Type every record exactly as it appears.

>> START INPUT FOR THIS TASK

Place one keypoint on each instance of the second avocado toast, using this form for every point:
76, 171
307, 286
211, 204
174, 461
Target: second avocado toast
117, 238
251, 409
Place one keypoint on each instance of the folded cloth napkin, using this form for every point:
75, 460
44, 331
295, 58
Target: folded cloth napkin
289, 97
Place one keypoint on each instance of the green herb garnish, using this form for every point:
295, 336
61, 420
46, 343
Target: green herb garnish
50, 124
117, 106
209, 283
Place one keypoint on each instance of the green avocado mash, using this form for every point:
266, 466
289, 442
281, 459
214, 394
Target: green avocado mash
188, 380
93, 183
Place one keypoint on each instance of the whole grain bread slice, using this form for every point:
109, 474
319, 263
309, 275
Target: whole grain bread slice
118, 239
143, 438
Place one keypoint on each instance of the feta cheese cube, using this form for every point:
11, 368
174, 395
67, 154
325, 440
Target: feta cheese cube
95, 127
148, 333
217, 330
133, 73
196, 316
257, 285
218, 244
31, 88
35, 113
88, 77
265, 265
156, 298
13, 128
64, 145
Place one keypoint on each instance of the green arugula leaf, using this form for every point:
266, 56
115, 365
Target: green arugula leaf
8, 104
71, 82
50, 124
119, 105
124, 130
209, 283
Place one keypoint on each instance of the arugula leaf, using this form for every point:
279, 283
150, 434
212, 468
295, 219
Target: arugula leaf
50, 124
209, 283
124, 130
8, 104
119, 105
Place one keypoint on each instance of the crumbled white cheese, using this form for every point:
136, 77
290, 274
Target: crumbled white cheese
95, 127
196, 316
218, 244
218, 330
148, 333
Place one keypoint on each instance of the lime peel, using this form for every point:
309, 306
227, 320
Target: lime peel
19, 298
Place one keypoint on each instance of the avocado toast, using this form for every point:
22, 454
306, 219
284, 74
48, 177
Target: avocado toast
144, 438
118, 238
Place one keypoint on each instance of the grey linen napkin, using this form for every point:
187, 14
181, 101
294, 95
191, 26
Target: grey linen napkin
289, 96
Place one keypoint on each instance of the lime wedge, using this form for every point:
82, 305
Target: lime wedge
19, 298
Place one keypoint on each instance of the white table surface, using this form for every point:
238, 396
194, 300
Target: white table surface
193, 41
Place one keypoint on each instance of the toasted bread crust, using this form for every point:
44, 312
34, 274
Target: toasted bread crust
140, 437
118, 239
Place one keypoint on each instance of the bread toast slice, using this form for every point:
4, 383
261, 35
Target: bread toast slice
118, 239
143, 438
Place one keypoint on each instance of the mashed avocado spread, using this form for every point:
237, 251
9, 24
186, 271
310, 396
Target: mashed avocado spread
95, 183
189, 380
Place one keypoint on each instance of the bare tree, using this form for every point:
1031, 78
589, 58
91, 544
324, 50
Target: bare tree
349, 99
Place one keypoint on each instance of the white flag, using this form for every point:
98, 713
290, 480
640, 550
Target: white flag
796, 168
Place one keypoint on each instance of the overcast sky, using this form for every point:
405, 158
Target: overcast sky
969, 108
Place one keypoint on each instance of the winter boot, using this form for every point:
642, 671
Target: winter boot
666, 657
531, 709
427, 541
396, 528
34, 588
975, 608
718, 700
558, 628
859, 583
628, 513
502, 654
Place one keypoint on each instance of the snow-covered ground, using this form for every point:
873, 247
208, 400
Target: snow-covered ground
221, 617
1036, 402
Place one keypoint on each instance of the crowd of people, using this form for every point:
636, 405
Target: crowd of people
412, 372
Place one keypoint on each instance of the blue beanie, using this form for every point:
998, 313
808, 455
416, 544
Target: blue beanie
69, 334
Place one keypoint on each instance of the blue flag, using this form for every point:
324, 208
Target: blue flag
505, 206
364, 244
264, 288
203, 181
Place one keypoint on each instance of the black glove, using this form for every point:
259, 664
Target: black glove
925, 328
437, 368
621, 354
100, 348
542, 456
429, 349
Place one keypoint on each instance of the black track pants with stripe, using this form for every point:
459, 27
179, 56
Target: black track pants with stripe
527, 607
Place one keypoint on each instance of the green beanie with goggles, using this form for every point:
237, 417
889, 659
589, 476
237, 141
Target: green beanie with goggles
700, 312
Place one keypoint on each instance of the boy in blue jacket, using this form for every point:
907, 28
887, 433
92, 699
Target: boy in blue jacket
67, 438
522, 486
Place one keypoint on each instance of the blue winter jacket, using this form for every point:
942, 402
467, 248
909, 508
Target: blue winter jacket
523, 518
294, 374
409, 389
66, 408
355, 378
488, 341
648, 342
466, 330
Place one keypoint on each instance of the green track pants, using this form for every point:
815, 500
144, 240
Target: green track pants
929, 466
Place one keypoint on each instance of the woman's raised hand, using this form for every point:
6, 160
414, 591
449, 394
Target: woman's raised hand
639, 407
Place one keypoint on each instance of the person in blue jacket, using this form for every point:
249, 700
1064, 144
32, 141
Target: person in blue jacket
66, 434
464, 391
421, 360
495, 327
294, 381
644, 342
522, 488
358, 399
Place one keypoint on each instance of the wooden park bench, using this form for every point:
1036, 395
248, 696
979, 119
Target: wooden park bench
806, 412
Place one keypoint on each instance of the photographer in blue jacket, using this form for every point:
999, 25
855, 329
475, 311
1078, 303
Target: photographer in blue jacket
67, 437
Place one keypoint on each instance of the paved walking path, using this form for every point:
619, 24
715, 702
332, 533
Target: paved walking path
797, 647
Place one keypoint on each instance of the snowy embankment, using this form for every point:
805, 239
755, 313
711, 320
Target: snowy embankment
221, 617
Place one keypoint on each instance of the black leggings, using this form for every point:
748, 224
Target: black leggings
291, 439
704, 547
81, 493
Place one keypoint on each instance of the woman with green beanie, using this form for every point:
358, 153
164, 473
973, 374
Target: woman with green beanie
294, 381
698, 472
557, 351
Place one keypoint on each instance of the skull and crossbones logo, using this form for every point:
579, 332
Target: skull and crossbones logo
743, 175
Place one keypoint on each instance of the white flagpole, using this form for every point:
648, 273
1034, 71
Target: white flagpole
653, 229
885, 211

>> END INPUT FOR THIS TASK

SOLUTION TO THIS EXERCISE:
Place one keypoint on each instance of the second avocado toast, using this form for every point:
76, 171
307, 286
211, 204
174, 461
Target: second avocado toast
117, 238
251, 409
Place one keypoint on each instance of the folded cloth napkin, using this form for every point:
75, 460
44, 331
295, 58
Target: folded cloth napkin
289, 97
Place one keypoint on each instance of the green herb garnish, using this form for every point:
295, 336
61, 420
46, 343
Target: green herb garnish
50, 124
117, 106
209, 283
Place one keypoint on each instance of the green avocado mash, using this form for every point:
266, 466
289, 442
281, 459
214, 394
Target: green avocado mash
188, 380
93, 183
Place one keypoint on each instance of the whole grain bread slice, using this form for every point:
109, 474
319, 263
309, 275
Target: whole grain bread slice
118, 239
143, 438
Place one keypoint on each instance of the feta cheese cube, using this form for every point:
11, 368
174, 395
67, 154
325, 440
Target: feta cheese cube
95, 127
148, 333
217, 330
133, 73
196, 316
257, 285
218, 244
31, 88
35, 113
88, 77
265, 265
156, 298
13, 128
64, 145
Place one keypoint on each instance of the green arugula leaf, using this form for every point:
266, 56
115, 365
Target: green arugula leaf
8, 104
71, 82
50, 124
119, 105
124, 130
209, 283
Place one keypoint on each instance of the arugula leaf, using this form for every point:
279, 283
150, 434
212, 468
295, 219
Target: arugula leaf
50, 124
209, 283
124, 130
8, 104
119, 105
Place one keypoint on each instance of the crumbled white cheese, using this form for every point:
136, 77
290, 274
Target: crumbled white cheese
95, 127
196, 316
218, 244
218, 330
148, 333
Place one keypoint on each instance of the lime peel, using this form for every point:
309, 306
227, 320
Target: lime peel
19, 298
Place one keypoint on each instance of the avocado toast, using this form for every point:
22, 454
306, 219
284, 74
48, 177
Target: avocado toast
144, 438
118, 238
Place one keypoint on each instance of the grey linen napkin, using this form for every point:
187, 14
181, 101
294, 95
191, 26
Target: grey linen napkin
289, 96
Place one keypoint on each instance of the lime wedge, using this form for every point:
82, 305
Target: lime wedge
19, 298
Place one keypoint on each instance of the white table surface, using this form for every point:
238, 396
194, 300
Target: white table surface
193, 41
Place one keypoint on each instance of the toasted bread crust, using this form for every point:
44, 312
34, 274
Target: toasted bread crust
140, 437
118, 239
Place one keypoint on each instance of the bread toast slice, using this form for every point:
4, 383
261, 35
Target: bread toast slice
118, 239
143, 438
Place one keypoint on each instance of the mashed avocado spread, using this form for every point:
237, 251
9, 24
186, 271
310, 396
Target: mashed avocado spread
95, 183
189, 380
Place one keypoint on each instance of the bare tree, using this form for every point:
1031, 78
589, 58
91, 544
324, 50
Target: bare tree
349, 99
Place one keypoint on each instance of the white flag, using this form for every point:
98, 713
290, 480
640, 550
Target: white flag
796, 168
Place one keypoint on each instance of the overcast sky, using this form for every point:
405, 158
Target: overcast sky
969, 108
Place one keypoint on each instance of the winter boot, using this form for every point:
642, 671
Target: winter boot
666, 657
531, 709
427, 541
396, 528
34, 588
975, 608
718, 700
558, 628
859, 583
628, 513
502, 654
Place one keypoint on each instance of the snow-covered ground, using this form for every point:
873, 247
208, 400
Target: snow-covered ground
221, 617
1036, 402
Place one keypoint on each instance of the crowd of people, using this form for every point:
636, 405
Target: crowd of people
412, 372
Place one keypoint on each instance of the blue beanie, using this form for every point:
998, 313
808, 455
416, 544
Target: blue beanie
69, 334
Place one keypoint on each instance of the blue flag, using this form for every point:
324, 208
Target: blue flag
505, 206
364, 244
264, 288
203, 181
Place one keypoint on each instance of the black glove, using this form for every point:
259, 664
Target: black glove
925, 328
437, 368
621, 354
100, 348
542, 456
429, 349
Place one keypoint on each instance of the black track pants with stripe, using this form for every point:
459, 27
179, 56
Target: black track pants with stripe
527, 607
Place one keypoint on each instance of the green beanie with goggles, using this form for every point:
237, 417
889, 659
589, 476
237, 141
Target: green beanie with goggles
700, 312
Place one keypoint on each instance of the boy in blue jacket, using this form for every point:
907, 28
887, 433
92, 699
Target: boy in blue jacket
67, 438
522, 486
Place one keypoint on each instance of the blue winter jacket, using this form for every point:
942, 402
467, 248
909, 508
Target: blue winter jacket
523, 518
294, 374
409, 389
66, 408
355, 378
488, 341
648, 342
466, 330
Place one keypoint on each instance of the green track pants, using this form for every point:
815, 500
144, 240
Target: green track pants
929, 466
Place one keypoint on each instance of the woman's raised hand, using this form for every point:
6, 160
414, 591
449, 394
Target: woman's raised hand
639, 407
Place one keypoint on each instance of the person in blue jacket, using this form for every point:
249, 700
1064, 144
32, 141
Target: person in blue jacket
66, 434
464, 391
421, 360
495, 327
294, 381
644, 342
522, 488
358, 399
Place one keypoint on each instance of the wooden park bench, using this form for every point:
1036, 395
248, 696
979, 119
Target: wooden park bench
806, 412
Place one keypoint on each instance of the photographer in blue jacket, using this form for every point:
999, 25
855, 329
475, 311
1078, 303
Target: photographer in blue jacket
67, 437
Place one keypoint on each instance of the paved walking path, using this form for every point:
619, 24
715, 702
332, 533
Target: paved walking path
797, 647
Place one keypoint on each instance of the snowy embankment, using this form for every point:
805, 239
755, 313
711, 320
Target: snowy embankment
221, 617
Place one keypoint on each instance of the black leggings, using this form for every point:
748, 224
Target: black leggings
291, 439
704, 547
81, 493
Place one keypoint on each instance of the woman with green beanie, using this form for every point:
358, 153
164, 473
973, 374
Target: woman with green beanie
294, 381
698, 472
557, 351
Place one keypoint on each instance of the skull and crossbones logo, using this form for every point:
579, 332
Target: skull and crossbones logo
743, 175
Place one keypoint on each instance of the white flagpole, using this form for every point:
648, 273
1034, 71
Target: white flagpole
653, 229
885, 211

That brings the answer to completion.